Request
Select and copy every line of the records below that contains the word "parked".

Dataset records on object locations
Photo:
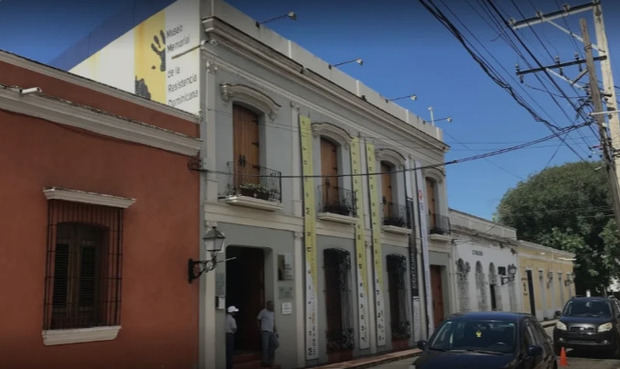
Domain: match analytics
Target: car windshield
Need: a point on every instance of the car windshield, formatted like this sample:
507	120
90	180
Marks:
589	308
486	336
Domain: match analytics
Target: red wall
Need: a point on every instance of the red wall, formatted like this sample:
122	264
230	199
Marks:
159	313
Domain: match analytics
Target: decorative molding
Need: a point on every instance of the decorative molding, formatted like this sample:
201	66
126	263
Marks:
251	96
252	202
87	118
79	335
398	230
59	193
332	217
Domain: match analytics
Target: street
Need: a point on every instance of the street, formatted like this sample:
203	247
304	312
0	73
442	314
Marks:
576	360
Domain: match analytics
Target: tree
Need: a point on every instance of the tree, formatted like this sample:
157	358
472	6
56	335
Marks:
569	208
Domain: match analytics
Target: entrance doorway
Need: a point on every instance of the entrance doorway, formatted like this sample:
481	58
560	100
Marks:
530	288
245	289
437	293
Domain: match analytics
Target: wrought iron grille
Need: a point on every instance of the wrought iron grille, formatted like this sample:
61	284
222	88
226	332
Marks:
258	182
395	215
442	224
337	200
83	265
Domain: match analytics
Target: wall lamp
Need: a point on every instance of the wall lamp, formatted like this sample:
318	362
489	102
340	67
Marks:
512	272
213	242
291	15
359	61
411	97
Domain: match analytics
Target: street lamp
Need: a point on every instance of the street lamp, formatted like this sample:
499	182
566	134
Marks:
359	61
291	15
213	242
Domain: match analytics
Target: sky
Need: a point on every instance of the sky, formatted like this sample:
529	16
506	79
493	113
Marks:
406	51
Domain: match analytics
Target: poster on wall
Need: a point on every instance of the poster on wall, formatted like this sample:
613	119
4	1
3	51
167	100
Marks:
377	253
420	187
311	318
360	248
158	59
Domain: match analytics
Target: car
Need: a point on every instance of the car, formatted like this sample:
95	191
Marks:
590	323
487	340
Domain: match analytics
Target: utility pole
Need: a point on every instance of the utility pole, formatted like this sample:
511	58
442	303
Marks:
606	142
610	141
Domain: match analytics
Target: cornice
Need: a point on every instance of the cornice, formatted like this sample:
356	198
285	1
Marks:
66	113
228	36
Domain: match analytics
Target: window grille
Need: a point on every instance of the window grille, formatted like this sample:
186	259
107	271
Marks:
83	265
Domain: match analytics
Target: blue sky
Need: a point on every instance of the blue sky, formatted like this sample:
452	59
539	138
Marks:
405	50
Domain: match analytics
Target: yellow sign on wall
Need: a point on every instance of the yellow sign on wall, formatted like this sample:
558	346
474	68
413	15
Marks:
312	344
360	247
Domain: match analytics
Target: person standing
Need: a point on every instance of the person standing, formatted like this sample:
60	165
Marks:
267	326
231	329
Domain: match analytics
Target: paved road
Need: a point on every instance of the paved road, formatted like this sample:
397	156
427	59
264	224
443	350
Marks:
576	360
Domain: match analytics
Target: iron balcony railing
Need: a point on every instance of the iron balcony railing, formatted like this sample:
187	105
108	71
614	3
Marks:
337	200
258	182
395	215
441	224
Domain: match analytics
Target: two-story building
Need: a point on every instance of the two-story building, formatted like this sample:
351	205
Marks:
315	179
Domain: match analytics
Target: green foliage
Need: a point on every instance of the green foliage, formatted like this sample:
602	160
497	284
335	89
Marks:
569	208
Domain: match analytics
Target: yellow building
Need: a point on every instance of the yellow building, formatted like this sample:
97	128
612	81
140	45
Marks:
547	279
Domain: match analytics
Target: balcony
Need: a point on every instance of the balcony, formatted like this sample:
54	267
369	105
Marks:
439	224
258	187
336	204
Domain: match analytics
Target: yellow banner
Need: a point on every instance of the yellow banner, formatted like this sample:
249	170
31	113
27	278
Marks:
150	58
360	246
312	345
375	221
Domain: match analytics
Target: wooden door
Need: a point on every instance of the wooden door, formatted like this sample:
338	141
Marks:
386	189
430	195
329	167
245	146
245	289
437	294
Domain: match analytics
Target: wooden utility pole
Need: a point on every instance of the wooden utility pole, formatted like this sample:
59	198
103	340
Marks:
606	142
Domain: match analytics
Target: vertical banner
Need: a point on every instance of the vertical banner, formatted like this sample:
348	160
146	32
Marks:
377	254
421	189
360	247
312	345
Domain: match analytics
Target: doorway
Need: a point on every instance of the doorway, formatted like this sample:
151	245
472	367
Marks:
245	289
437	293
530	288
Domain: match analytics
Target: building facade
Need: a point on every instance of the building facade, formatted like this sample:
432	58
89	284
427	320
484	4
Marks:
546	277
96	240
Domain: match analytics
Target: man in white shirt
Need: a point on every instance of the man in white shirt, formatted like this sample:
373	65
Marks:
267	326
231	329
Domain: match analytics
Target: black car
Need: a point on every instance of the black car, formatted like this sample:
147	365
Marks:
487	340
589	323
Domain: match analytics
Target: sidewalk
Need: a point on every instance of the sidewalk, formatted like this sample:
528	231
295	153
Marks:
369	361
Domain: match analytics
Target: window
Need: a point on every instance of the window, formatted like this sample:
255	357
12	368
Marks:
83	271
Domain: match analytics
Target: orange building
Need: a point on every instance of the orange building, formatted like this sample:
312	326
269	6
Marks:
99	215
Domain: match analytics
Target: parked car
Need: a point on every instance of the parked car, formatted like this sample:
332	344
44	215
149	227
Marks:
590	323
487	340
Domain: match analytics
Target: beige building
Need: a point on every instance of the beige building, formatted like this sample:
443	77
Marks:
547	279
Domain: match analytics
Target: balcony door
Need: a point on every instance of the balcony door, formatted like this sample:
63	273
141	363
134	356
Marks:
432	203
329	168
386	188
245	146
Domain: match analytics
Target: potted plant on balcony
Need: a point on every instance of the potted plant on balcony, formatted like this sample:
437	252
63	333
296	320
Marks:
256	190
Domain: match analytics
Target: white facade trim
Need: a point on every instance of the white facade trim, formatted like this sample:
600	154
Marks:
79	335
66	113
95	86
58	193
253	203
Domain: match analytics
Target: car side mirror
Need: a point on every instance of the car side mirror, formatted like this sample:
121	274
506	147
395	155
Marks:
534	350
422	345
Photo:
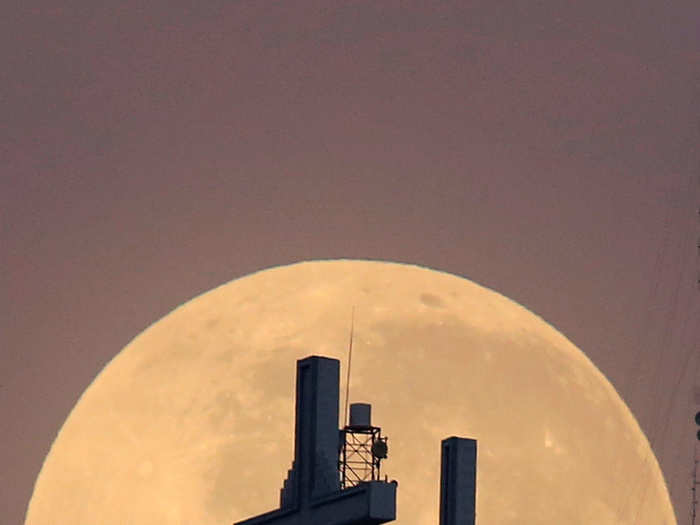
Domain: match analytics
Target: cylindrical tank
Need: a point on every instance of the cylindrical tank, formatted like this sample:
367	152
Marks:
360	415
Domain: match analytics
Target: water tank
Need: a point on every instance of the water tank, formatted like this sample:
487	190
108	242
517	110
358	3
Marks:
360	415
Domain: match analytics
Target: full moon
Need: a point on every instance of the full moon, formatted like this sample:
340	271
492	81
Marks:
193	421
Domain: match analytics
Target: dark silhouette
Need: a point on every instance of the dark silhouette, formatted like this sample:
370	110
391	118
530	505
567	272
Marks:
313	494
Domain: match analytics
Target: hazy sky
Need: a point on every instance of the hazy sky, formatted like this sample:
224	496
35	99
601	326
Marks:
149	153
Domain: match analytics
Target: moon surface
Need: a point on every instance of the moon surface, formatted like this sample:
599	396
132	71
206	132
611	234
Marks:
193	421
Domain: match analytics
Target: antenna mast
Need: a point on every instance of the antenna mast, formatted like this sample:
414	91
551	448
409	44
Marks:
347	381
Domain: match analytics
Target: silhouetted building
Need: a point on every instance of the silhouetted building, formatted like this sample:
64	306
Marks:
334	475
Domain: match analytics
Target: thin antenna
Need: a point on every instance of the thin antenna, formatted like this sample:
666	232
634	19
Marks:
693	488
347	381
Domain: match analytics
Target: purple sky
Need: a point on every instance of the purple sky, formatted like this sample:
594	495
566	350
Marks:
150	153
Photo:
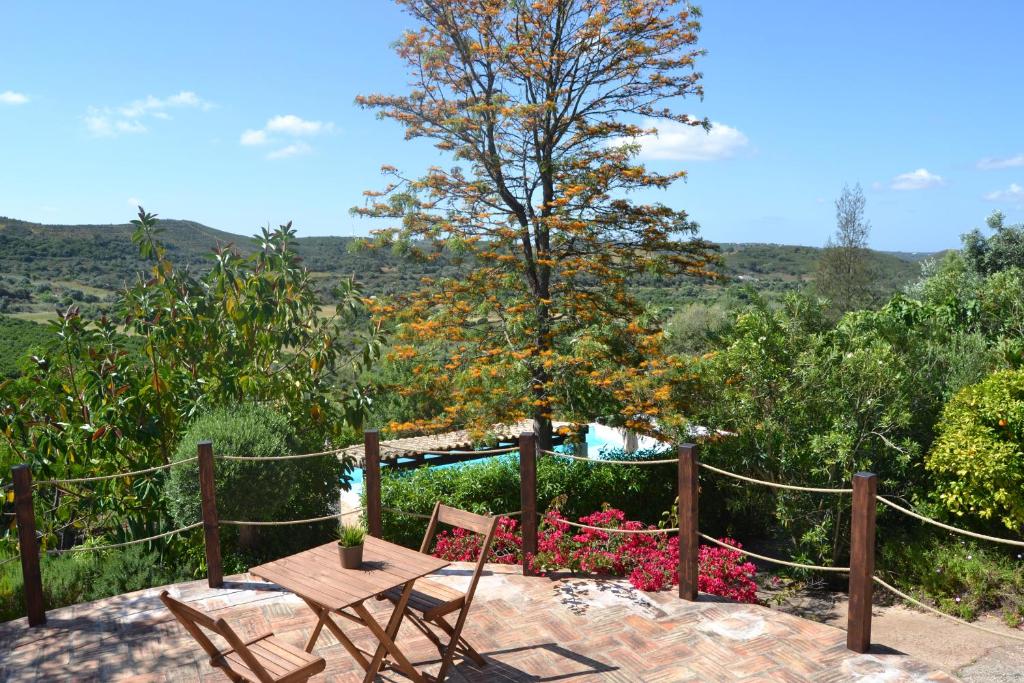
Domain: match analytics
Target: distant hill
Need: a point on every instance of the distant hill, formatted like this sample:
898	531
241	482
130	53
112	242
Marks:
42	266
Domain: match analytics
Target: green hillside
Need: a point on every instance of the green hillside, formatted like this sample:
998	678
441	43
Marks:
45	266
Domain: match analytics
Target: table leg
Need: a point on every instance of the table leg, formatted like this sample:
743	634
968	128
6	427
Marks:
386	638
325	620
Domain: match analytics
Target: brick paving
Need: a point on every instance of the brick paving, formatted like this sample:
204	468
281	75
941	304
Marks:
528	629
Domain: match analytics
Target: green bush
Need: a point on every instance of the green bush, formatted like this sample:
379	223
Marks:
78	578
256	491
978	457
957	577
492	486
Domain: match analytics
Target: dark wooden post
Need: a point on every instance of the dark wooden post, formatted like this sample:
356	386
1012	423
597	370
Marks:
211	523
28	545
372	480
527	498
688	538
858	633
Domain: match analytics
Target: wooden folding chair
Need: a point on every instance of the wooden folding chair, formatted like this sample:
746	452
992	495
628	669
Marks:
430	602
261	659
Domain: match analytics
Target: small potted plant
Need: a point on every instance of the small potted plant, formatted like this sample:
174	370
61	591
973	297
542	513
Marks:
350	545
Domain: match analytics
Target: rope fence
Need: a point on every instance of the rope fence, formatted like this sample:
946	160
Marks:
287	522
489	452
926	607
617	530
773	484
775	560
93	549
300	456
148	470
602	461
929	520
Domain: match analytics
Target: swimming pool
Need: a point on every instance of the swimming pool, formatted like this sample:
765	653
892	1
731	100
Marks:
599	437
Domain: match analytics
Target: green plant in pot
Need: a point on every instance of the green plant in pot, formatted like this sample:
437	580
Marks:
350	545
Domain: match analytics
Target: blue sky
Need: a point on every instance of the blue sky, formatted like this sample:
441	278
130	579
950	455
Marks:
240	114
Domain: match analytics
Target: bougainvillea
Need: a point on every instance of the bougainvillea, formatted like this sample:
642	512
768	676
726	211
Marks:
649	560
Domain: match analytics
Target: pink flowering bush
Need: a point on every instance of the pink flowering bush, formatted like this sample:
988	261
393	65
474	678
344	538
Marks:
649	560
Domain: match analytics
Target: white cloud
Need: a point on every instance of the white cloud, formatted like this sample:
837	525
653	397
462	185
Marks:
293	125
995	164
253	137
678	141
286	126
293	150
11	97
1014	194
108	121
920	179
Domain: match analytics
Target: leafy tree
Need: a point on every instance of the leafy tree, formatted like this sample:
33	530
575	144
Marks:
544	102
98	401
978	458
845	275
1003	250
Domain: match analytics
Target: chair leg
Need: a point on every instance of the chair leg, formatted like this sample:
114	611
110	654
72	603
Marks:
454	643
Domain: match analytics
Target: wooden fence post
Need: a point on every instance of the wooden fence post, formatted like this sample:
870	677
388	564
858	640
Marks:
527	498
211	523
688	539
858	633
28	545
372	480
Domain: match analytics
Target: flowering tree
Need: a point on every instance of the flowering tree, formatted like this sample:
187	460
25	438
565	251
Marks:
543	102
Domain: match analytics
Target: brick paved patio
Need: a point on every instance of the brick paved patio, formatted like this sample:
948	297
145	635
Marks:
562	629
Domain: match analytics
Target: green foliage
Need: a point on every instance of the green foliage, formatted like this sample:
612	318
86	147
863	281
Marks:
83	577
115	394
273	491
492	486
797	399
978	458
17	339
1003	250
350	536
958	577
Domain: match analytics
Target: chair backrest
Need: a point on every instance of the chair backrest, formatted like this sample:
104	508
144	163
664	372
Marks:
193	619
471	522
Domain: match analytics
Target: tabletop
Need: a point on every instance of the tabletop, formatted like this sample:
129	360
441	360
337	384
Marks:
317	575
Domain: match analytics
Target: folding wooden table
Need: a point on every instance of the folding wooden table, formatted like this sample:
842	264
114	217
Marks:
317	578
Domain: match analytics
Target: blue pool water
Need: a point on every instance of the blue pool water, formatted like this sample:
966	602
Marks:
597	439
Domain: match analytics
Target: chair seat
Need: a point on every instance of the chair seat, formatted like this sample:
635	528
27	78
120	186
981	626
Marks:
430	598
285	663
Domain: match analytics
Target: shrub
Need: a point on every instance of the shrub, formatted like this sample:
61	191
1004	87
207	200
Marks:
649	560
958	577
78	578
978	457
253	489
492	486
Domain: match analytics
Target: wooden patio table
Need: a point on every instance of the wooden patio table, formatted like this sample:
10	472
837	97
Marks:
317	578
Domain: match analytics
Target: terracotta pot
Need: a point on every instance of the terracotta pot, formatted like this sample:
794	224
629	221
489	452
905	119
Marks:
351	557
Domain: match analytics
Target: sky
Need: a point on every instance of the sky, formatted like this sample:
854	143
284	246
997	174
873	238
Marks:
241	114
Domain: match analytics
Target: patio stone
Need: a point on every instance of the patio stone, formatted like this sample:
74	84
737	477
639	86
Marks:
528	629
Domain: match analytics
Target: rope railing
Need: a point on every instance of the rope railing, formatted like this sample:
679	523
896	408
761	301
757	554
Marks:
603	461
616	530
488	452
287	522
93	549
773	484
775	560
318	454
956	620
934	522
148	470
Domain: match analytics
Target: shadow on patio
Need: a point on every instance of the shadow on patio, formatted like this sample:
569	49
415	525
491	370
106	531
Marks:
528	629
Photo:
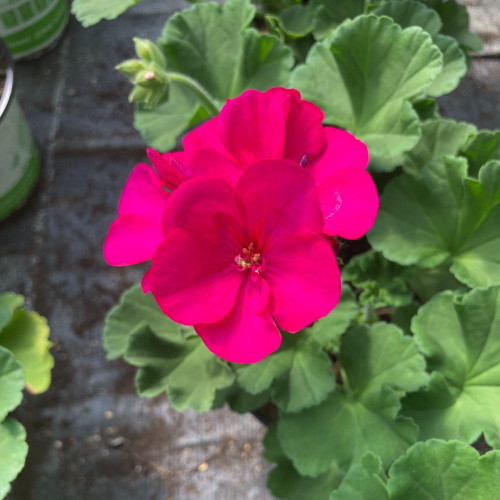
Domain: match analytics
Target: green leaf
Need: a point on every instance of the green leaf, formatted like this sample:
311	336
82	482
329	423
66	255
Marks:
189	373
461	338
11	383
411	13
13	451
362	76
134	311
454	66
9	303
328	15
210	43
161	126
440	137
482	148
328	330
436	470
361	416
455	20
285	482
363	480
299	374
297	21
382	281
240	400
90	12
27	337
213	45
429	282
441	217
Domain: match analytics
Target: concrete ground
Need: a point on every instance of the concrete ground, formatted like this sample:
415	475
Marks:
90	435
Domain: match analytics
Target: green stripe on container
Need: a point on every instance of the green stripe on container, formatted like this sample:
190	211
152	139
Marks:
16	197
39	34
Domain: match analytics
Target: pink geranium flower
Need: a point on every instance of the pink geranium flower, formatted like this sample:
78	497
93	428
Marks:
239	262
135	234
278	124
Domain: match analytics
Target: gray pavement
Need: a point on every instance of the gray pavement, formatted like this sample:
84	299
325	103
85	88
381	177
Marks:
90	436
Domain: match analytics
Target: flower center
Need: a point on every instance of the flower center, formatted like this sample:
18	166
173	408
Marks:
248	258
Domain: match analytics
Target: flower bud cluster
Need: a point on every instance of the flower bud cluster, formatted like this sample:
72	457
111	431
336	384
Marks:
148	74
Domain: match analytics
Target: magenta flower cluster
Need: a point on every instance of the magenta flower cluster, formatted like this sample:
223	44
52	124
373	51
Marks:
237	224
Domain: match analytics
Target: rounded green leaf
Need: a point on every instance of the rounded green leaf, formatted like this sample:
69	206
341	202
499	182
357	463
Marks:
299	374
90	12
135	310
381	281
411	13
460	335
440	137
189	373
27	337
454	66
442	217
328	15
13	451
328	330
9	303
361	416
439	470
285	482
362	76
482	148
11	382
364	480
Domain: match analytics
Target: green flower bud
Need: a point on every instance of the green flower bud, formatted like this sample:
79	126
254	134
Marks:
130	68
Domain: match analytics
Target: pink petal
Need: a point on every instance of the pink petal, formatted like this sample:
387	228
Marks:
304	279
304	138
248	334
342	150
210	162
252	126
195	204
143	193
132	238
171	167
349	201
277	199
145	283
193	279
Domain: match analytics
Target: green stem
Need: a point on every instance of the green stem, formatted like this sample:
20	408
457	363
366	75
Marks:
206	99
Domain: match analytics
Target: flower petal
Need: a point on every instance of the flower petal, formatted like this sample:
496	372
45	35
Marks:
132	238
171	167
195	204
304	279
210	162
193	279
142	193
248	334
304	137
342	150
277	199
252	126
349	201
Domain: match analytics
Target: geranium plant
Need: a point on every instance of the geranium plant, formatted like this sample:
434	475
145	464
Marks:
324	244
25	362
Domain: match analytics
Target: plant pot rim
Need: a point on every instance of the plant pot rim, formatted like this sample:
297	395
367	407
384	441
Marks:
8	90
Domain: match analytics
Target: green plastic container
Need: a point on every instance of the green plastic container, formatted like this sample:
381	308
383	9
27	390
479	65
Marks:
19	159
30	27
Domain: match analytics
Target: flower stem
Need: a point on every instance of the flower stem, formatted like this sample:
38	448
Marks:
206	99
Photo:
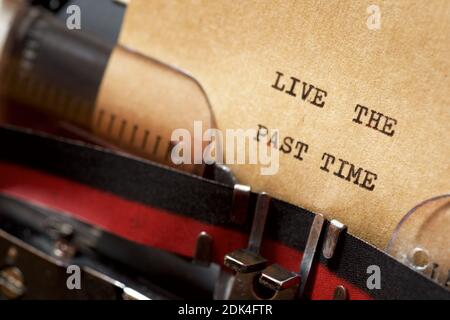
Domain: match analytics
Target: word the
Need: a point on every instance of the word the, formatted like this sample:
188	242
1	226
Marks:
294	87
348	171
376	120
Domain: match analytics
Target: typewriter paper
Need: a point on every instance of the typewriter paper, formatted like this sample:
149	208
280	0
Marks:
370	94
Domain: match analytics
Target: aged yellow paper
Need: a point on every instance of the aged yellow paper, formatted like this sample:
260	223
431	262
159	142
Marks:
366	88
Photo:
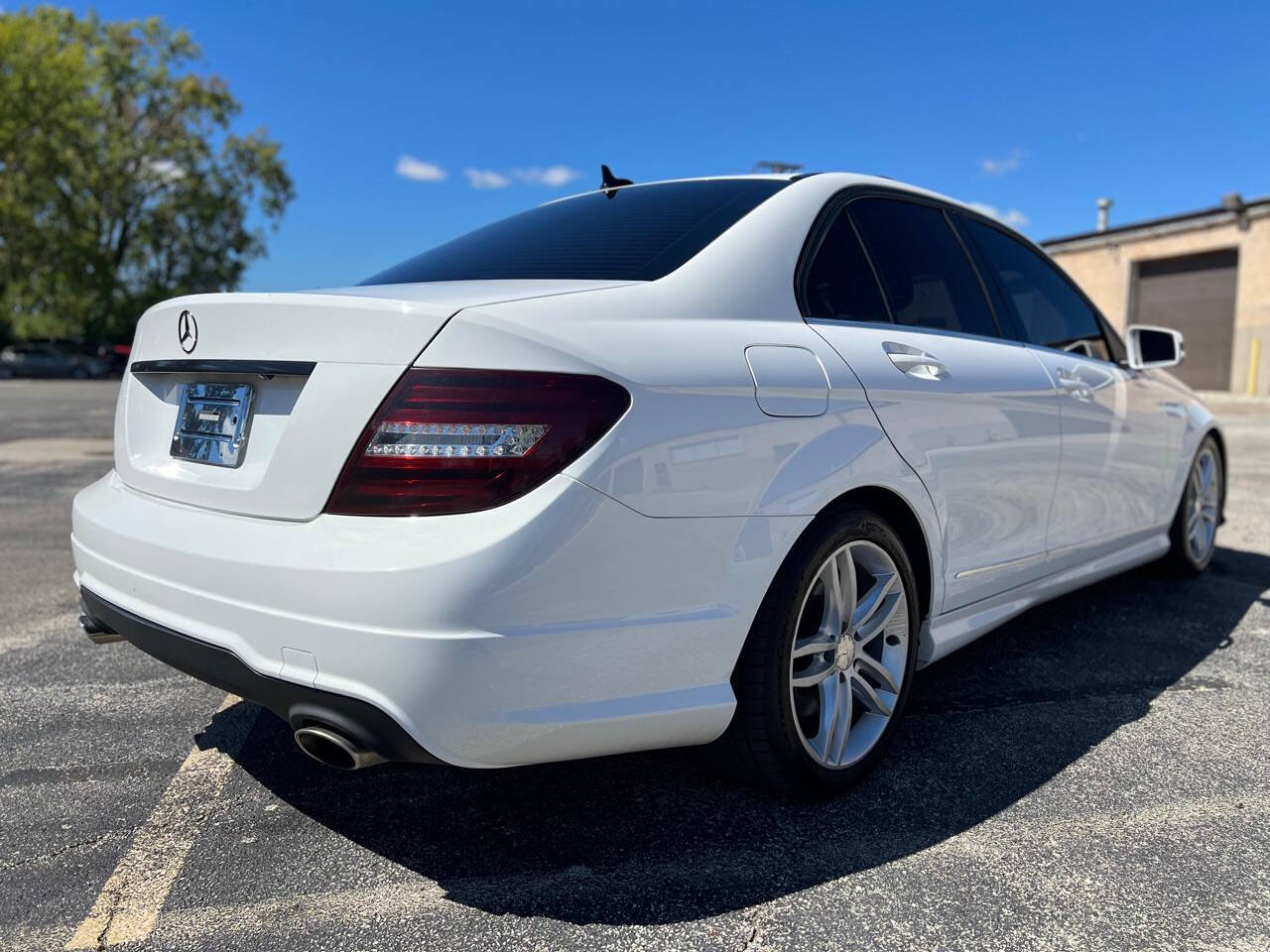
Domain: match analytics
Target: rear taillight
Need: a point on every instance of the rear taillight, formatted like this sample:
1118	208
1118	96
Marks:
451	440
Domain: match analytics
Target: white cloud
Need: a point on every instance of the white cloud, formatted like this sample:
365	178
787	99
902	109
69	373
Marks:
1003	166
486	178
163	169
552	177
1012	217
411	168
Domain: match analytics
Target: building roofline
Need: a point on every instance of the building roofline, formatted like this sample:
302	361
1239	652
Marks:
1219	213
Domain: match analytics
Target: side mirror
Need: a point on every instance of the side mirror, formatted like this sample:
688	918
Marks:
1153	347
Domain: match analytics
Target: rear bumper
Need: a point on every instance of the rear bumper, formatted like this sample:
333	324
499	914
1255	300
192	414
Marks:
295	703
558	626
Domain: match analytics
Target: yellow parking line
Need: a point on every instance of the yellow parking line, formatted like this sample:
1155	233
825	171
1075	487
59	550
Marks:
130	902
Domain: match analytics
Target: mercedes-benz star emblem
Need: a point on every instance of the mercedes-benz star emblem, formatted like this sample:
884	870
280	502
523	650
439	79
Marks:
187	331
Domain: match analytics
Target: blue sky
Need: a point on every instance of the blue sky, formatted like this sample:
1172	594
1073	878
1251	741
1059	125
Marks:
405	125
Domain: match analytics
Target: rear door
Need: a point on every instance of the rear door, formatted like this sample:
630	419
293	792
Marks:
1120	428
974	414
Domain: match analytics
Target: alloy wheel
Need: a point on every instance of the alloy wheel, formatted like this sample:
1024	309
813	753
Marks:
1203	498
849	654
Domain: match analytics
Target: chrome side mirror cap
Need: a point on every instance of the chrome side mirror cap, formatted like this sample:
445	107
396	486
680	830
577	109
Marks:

Complete output
Target: parked car
Need: a point on every instance of the parked car, formatted like this sample:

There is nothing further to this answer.